- [The data]:
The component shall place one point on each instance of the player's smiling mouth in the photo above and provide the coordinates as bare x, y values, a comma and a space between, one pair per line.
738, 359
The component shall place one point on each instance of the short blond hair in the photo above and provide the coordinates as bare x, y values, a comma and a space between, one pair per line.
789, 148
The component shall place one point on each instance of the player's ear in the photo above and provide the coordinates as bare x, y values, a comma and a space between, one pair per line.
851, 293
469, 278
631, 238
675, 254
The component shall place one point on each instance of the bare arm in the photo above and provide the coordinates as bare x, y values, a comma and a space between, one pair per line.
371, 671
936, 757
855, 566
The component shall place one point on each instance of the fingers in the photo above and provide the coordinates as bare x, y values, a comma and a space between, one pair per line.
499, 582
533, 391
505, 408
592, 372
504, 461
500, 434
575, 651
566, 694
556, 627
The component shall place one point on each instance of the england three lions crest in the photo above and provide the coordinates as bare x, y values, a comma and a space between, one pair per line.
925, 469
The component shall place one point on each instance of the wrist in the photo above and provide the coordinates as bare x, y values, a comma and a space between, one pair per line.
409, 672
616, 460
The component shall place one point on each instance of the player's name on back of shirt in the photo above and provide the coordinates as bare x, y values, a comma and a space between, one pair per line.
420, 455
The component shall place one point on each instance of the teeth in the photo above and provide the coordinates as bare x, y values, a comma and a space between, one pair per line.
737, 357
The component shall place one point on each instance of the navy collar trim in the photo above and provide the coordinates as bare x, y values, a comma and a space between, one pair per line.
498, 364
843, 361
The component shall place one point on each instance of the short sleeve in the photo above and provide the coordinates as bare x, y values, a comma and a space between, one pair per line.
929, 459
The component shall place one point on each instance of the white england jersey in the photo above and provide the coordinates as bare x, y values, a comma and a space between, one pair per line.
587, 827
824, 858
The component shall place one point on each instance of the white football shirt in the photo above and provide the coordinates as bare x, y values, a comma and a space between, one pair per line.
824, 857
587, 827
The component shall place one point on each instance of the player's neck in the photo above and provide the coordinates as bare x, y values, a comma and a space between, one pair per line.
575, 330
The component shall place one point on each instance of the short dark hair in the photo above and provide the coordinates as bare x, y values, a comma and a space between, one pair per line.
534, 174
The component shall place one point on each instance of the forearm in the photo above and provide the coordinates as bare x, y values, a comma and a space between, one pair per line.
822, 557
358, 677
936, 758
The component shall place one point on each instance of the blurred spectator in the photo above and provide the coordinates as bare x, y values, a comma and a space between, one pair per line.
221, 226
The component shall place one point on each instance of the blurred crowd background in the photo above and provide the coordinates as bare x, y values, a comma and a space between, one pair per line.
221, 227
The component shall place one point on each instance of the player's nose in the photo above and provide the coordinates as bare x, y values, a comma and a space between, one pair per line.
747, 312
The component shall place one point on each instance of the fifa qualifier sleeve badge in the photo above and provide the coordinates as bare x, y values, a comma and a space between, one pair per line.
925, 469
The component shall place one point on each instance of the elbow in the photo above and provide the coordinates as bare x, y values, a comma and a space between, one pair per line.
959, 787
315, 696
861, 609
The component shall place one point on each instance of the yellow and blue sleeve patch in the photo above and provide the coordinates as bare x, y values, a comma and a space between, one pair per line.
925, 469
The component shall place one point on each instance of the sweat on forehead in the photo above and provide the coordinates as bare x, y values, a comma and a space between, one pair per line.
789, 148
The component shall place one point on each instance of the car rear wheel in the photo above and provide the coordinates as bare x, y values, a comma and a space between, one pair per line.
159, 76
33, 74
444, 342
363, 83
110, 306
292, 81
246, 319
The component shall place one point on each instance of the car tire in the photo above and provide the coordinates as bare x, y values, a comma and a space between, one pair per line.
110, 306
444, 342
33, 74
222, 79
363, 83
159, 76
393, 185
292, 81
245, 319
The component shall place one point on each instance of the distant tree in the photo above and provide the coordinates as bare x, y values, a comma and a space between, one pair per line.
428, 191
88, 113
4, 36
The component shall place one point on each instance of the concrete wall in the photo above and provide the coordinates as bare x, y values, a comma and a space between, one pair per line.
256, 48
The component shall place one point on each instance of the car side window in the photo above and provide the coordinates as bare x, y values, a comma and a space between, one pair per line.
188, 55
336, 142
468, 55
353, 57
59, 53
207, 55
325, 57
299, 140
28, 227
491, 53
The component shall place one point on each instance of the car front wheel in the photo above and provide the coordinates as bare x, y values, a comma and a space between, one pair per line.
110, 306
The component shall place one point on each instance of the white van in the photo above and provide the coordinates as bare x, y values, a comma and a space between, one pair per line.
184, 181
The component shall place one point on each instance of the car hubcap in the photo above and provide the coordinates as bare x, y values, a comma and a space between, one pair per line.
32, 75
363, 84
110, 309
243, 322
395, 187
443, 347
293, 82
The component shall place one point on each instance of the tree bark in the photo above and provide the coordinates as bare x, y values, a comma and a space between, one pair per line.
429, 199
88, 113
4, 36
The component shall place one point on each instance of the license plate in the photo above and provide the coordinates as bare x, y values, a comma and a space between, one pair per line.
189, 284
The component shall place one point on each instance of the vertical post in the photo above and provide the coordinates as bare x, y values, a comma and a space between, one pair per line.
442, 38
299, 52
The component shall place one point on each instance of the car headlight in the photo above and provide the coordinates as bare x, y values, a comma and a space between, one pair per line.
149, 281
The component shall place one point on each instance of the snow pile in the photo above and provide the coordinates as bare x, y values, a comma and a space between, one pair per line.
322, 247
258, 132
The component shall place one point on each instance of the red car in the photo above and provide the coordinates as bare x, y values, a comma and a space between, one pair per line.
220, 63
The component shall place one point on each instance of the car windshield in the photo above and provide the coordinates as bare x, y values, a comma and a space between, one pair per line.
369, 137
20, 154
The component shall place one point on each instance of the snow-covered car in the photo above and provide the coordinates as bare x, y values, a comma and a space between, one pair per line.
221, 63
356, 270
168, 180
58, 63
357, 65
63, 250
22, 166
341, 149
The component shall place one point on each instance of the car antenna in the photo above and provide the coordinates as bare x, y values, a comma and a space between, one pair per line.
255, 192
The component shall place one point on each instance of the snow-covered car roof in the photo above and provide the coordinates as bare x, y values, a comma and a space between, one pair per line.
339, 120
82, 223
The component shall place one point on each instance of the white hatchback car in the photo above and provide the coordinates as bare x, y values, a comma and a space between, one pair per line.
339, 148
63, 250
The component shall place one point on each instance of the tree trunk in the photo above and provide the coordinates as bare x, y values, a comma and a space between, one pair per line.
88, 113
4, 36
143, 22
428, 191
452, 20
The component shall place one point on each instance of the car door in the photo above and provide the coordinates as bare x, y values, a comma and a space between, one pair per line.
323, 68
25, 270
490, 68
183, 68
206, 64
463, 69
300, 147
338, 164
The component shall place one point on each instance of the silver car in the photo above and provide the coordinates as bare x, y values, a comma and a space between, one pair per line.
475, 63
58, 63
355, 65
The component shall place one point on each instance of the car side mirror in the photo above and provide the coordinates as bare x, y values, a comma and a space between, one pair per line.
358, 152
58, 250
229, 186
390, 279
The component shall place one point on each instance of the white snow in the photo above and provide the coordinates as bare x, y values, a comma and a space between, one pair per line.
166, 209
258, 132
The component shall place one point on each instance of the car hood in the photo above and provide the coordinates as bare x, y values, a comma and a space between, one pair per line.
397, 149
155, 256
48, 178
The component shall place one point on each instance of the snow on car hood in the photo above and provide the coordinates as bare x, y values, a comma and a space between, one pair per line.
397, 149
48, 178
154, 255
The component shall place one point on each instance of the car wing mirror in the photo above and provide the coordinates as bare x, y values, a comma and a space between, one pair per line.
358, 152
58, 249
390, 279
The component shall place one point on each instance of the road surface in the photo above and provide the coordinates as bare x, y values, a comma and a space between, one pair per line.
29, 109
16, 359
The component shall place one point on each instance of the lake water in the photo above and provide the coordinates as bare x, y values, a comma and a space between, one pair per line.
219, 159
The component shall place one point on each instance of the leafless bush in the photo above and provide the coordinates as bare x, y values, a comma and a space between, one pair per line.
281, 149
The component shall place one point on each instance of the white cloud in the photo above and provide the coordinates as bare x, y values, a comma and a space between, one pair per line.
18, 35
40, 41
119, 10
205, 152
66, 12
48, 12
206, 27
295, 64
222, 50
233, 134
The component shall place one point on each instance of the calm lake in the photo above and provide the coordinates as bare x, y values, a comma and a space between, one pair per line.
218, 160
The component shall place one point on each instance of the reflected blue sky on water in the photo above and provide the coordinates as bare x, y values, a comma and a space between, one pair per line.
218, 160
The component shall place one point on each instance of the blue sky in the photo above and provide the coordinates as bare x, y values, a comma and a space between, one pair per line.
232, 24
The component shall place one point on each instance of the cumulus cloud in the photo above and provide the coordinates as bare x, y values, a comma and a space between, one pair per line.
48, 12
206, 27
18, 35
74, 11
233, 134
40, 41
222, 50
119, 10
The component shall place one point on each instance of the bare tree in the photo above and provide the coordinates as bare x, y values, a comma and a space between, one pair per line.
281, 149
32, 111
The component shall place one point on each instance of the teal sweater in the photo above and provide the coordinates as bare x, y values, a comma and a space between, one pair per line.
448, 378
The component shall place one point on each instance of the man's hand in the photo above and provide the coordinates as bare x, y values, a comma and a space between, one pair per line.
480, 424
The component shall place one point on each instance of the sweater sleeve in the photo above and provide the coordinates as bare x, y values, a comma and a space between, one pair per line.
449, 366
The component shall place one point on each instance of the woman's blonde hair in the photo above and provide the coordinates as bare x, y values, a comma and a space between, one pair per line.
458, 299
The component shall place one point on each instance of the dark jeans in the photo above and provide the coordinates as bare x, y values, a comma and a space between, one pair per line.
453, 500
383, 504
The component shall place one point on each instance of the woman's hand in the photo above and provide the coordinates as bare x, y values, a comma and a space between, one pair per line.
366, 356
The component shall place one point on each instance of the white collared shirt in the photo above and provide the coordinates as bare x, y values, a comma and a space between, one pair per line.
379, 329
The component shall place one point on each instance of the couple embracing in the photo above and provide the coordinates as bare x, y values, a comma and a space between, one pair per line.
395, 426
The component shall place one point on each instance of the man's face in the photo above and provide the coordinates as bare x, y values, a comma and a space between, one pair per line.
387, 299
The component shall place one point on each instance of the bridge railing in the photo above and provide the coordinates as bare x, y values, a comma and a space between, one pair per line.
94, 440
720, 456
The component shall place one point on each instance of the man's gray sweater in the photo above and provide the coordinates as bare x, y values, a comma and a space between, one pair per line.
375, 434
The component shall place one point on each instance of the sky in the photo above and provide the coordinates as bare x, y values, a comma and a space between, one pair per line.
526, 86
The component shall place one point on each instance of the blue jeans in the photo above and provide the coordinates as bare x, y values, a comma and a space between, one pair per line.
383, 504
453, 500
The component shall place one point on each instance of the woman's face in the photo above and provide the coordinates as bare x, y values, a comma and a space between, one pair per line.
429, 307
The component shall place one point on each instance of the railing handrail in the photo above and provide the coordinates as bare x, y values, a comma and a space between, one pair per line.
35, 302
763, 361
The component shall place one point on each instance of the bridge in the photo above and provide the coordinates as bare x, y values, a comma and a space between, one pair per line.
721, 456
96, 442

- [Problem statement]:
Emit verbatim the lines running from the one with "the bridge railing" through the last line of the data, both endpoints inclusive.

- [Solution below]:
The component shall place one point on each instance of the bridge railing in the photo above and provide the coordinates as bare x, y values, a comma and a space between, one pair per line.
94, 440
720, 456
The component shall place one point on each instance of the man's gray sweater in the photo above and provide the coordinates as bare x, y values, a comma and a space between, one pair per line.
375, 434
The component shall place one point on each instance of the sky in the photo above and provide the coordinates as bare x, y values, a comma and a space between, one pair per line.
526, 86
The component shall place one point on each instance of the blue jeans in the photo above and provide the coordinates as bare x, y values, a comma and a space between, one pair per line.
383, 504
453, 500
The component shall place one point on each instance of the woman's face in the photo above and provide the coordinates as bare x, y values, a comma and a space between, one pair per line.
429, 307
The component shall place one point on each instance of the railing handrail in the photo above and provide the coordinates as bare x, y values, a comma and a space between, one pair per line.
35, 302
763, 361
The component shall place one point on each instance of the bridge in the photo above and provide the coordinates as bare x, y values, a comma and a space between, one pair per line.
721, 456
96, 442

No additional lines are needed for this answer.